◆ Extract provided:
↓

I have a python anonymisation mechanism that rely on generating fake data from existing attributes.
Those attributes are accessible in the domain D which is an array of 16 sets, each set representing values possible for each attributes.
the attributes are ['uid', 'trans_id', 'trans_date', 'trans_type', 'operation', 'amount', 'balance', 'k_symbol', 'bank', 'acct_district_id', 'frequency', 'acct_date', 'disp_type', 'cli_district_id', 'gender', 'zip']
Some attributes have very few values (gener is M or F), some are unique (uid) and can have 1260000 different values.
The fake data is generated as tuples of randomly selected attributes inside the domain.
I have to generate nearly 2 million tuples.
The first implementation of this was:
def beta_step(I, V, beta, n, m, D):
r = approx_binomial(m - n, beta)
print("r = " + str(r))
i = 0
while i < r:
t = []
for attribute in D:
a_j = choice(list(attribute))
t.append(a_j)
if t not in V + I:
V.append(t)
i += 1
This took around 0,5s for each tuple. Note that I and V are existing lists (with initialy respectively 1200000 and 800000 tuples)
I already found out that I could speed-up things by converting D to a 2D array once and for all, in order not to convert sets in list on each run
for attribute in D:
a_j = choice(attribute)
t.append(a_j)
This gets me down to 0.2s by tuple.
I also tried looping fewer times and generating multiple tuples at a time like so:
def beta_step(I, V, beta, n, m, D):
D = [list(attr) for attr in D ] #Convert D in 2D list
r = approx_binomial(m - n, beta)
print("r = " + str(r))
i = 0
NT = 1000 #Number of tuples generated at a time
while i < r:
T = [[] for j in range(NT)]
for attribute in D:
a_j = choices(attribute,k=min(NT,r-i))

↑

◆ Data for this task:
↓

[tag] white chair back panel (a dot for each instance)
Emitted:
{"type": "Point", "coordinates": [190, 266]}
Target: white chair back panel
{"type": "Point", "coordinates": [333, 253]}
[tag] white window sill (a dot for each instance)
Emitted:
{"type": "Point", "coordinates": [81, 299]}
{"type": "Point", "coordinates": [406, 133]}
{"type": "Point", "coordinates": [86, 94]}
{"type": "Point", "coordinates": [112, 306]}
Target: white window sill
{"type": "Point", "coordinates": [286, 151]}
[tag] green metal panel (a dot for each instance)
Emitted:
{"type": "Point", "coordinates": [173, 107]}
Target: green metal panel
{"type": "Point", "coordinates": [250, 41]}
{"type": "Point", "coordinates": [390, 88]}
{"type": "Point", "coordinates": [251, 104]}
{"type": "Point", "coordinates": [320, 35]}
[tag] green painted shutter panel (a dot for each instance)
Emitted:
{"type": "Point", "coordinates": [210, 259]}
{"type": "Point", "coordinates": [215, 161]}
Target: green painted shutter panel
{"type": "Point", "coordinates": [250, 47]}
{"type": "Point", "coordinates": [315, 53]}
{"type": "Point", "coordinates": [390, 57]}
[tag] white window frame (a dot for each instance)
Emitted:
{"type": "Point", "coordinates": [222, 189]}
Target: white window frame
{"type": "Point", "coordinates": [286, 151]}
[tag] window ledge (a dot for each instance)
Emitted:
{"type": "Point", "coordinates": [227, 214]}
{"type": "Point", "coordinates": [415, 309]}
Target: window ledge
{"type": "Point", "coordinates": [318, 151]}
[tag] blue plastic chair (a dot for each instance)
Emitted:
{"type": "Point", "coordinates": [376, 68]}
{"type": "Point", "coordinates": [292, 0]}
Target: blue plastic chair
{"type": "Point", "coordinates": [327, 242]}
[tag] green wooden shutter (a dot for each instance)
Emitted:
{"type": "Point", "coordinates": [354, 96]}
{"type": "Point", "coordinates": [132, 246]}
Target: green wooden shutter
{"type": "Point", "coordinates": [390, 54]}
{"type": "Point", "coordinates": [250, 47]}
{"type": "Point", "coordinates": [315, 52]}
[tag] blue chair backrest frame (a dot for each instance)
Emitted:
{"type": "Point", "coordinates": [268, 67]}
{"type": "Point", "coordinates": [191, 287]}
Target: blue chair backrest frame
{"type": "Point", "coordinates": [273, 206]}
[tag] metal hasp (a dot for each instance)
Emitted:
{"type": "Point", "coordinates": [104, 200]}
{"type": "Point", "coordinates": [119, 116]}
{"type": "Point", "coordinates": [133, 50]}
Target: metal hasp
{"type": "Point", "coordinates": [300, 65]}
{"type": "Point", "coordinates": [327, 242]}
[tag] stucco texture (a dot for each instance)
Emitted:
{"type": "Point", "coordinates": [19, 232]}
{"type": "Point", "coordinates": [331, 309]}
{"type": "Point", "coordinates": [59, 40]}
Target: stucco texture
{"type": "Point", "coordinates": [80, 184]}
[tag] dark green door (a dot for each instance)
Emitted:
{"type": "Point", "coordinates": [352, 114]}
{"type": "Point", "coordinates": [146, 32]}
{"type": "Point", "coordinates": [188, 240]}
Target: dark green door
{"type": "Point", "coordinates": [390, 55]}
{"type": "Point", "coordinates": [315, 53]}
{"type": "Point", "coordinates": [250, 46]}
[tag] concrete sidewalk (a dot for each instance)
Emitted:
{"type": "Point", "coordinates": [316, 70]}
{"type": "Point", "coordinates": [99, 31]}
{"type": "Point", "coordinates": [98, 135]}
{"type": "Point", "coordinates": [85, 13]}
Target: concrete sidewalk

↑

◆ Instructions:
1. In the post about generating fake tuples in Python, how long did each tuple take after D was converted to a 2D array?
2. Extract every line of the records that contains the string "chair". Case counts.

◆ Expected responses:
1. About 0.2 seconds per tuple.

2.
[tag] white chair back panel (a dot for each instance)
Target: white chair back panel
[tag] blue plastic chair (a dot for each instance)
Target: blue plastic chair
[tag] blue chair backrest frame (a dot for each instance)
Target: blue chair backrest frame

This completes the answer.